- _EXTRACT TO READ_:
Rate Estimation Library — Redesign Proposal

Current Problems

1. RateProfile conflates binning metadata with general output

RateProfile stores bin_start and bin_width, which are binning-specific concepts. A Gaussian kernel estimator evaluates the rate at arbitrary time points — it doesn’t have “bins.” An adaptive method might produce irregularly spaced evaluation points. The output struct shouldn’t encode assumptions about how the rate was computed.

2. No first-class time axis

The consumer always needs a paired (time[], rate[]) for plotting, but RateProfile forces callers to reconstruct the time vector from bin_start + i * bin_width. This is fragile and doesn’t generalize to non-uniform evaluation grids.

- _MATERIAL PROVIDED_:
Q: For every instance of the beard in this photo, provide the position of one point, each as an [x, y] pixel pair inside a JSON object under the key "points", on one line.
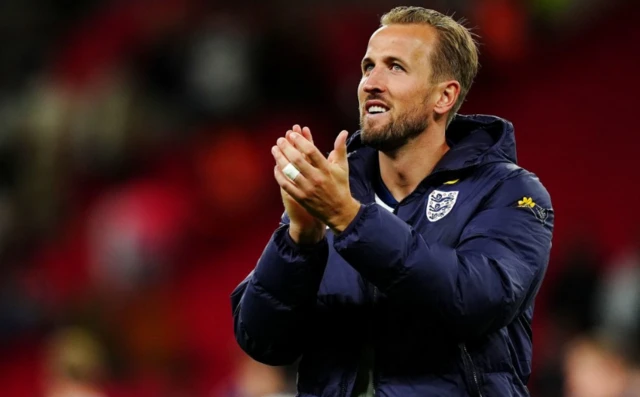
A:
{"points": [[395, 133]]}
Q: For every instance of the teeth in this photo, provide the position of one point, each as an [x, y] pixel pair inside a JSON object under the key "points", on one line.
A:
{"points": [[377, 109]]}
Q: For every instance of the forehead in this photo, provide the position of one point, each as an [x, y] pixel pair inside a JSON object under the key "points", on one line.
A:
{"points": [[406, 41]]}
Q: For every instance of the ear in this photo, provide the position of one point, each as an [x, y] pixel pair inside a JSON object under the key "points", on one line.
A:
{"points": [[449, 91]]}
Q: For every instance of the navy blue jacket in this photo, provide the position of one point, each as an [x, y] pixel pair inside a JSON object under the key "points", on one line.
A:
{"points": [[441, 290]]}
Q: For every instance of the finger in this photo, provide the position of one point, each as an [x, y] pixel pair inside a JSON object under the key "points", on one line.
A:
{"points": [[298, 159], [308, 149], [286, 184], [339, 153], [306, 132], [282, 161]]}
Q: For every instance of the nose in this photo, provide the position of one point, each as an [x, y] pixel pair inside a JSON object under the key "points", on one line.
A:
{"points": [[374, 81]]}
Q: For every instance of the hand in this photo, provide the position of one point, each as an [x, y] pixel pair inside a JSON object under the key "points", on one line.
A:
{"points": [[322, 187], [304, 228]]}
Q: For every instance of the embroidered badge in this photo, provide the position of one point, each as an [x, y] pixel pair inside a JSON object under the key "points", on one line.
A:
{"points": [[540, 213], [440, 204]]}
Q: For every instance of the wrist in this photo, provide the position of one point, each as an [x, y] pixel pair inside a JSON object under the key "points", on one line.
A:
{"points": [[343, 219]]}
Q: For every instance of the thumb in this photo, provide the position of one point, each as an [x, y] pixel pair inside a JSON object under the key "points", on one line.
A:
{"points": [[339, 153]]}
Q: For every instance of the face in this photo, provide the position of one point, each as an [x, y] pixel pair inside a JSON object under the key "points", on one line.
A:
{"points": [[395, 93]]}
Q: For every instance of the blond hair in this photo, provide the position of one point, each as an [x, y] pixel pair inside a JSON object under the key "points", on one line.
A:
{"points": [[456, 52]]}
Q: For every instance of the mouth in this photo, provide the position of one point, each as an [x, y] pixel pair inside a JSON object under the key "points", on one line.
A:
{"points": [[374, 108]]}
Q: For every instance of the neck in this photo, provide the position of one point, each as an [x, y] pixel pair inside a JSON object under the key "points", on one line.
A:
{"points": [[403, 169]]}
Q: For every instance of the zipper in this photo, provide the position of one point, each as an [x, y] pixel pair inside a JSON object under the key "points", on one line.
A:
{"points": [[343, 384], [469, 363], [374, 373]]}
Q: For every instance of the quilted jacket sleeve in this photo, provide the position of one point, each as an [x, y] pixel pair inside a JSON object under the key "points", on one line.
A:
{"points": [[480, 285], [273, 303]]}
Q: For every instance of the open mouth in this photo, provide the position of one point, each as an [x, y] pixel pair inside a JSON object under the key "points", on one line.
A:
{"points": [[377, 109]]}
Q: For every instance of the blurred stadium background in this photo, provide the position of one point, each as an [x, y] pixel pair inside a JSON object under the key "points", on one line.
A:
{"points": [[136, 188]]}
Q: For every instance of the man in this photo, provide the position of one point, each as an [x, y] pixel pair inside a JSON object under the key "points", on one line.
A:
{"points": [[407, 262]]}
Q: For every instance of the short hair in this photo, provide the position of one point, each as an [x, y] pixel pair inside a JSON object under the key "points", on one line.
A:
{"points": [[456, 52]]}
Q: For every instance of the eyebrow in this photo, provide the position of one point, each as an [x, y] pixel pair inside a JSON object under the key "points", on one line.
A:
{"points": [[386, 59]]}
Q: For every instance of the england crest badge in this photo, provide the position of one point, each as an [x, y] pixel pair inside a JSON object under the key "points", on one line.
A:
{"points": [[440, 204]]}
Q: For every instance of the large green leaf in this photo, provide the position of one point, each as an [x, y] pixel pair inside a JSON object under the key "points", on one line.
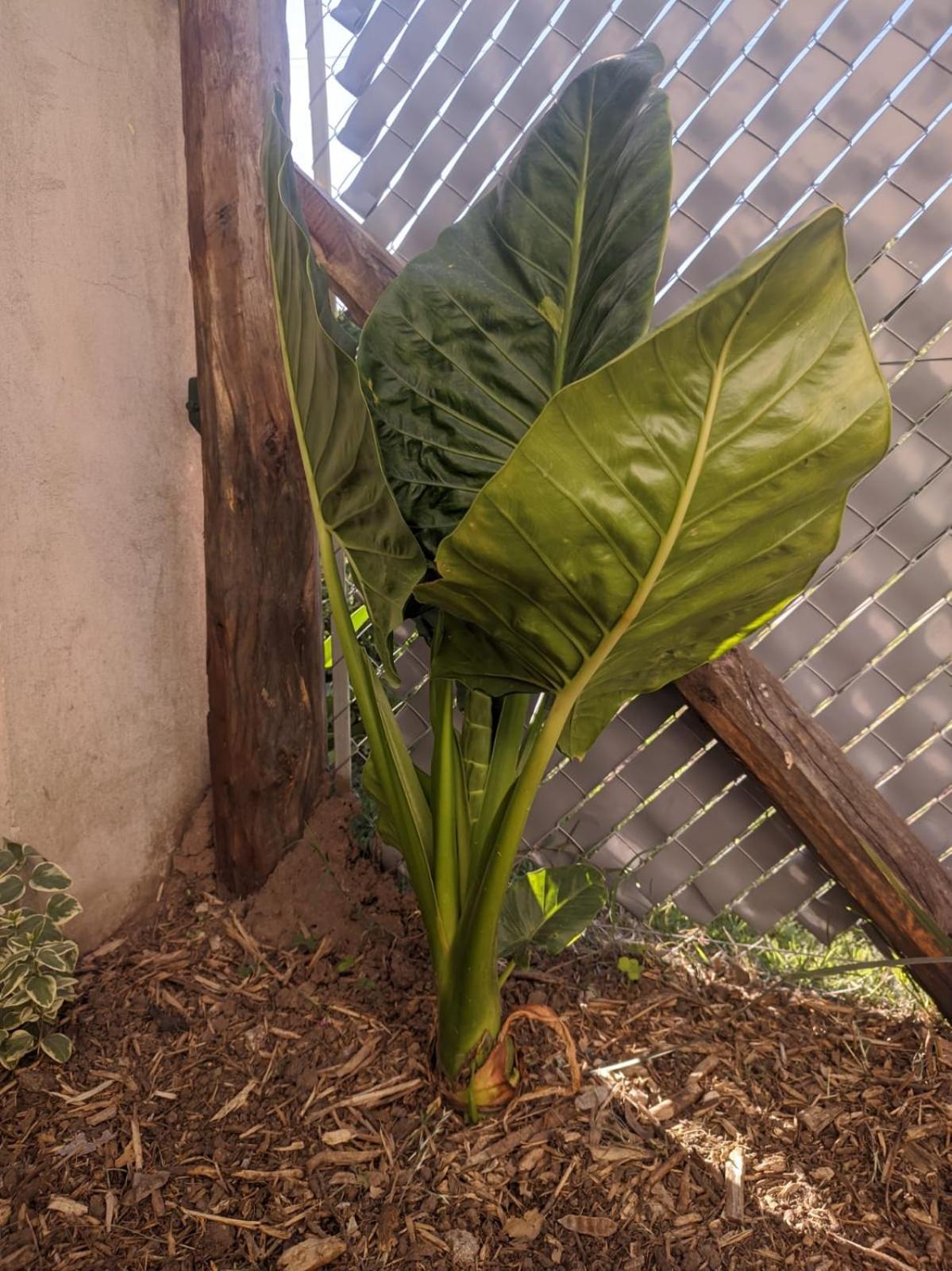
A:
{"points": [[547, 277], [549, 909], [337, 440], [666, 505]]}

- _REQUESTS_:
• a. Answer these from the redesign proposal:
(i) Which two fields does RateProfile store?
(ii) At what points does a Gaussian kernel estimator evaluate the rate?
(iii) From what expression are callers forced to reconstruct the time vector?
• b. Write the next part of the redesign proposal, picking up right after its last sentence.
The material plays no part in what follows.

- _SOLVED PROBLEMS_:
• a.
(i) bin_start and bin_width
(ii) At arbitrary time points
(iii) bin_start + i * bin_width

• b.
3. Normalization is tangled with rate metadata

normalizeRateProfiles() takes RateProfile (which carries num_trials) and produces NormalizedRow (a separate struct with redundant bin_start/bin_width). This means: - Two nearly-identical structs exist (RateProfileNormalizedRowHeatmapRowData) - The normalization function can’t be applied to already-normalized data or arbitrary value vectors - Z-score internally calls toCountPerTrial() first — the normalization pipeline has hidden coupling to the raw count representation

4. No path to uncertainty quantification

The current pipeline throws away per-trial information immediately: binningEstimate() sums across all trials into a single histogram. There’s no way to compute SEM, confidence intervals, or bootstrap statistics without re-architecting how estimation works.

5. NormalizedRow duplicates HeatmapRowData

The roadmap acknowledges this: “This struct intentionally mirrors CorePlotting::HeatmapRowData.” Having two identical structs is a dependency-avoidance hack but also a maintenance burden.

6. Scaling enum is heatmap-specific

HeatmapScaling is used by the heatmap widget’s state, but the operations it represents (Hz conversion, z-score, min-max) are generic. A PSTH widget would need a near-identical PSTHNormalization enum as the roadmap already sketches.


Design Goals

  1. Method-agnostic output: The output of any estimation method should be a simple (times, values) pair, optionally with uncertainty bands.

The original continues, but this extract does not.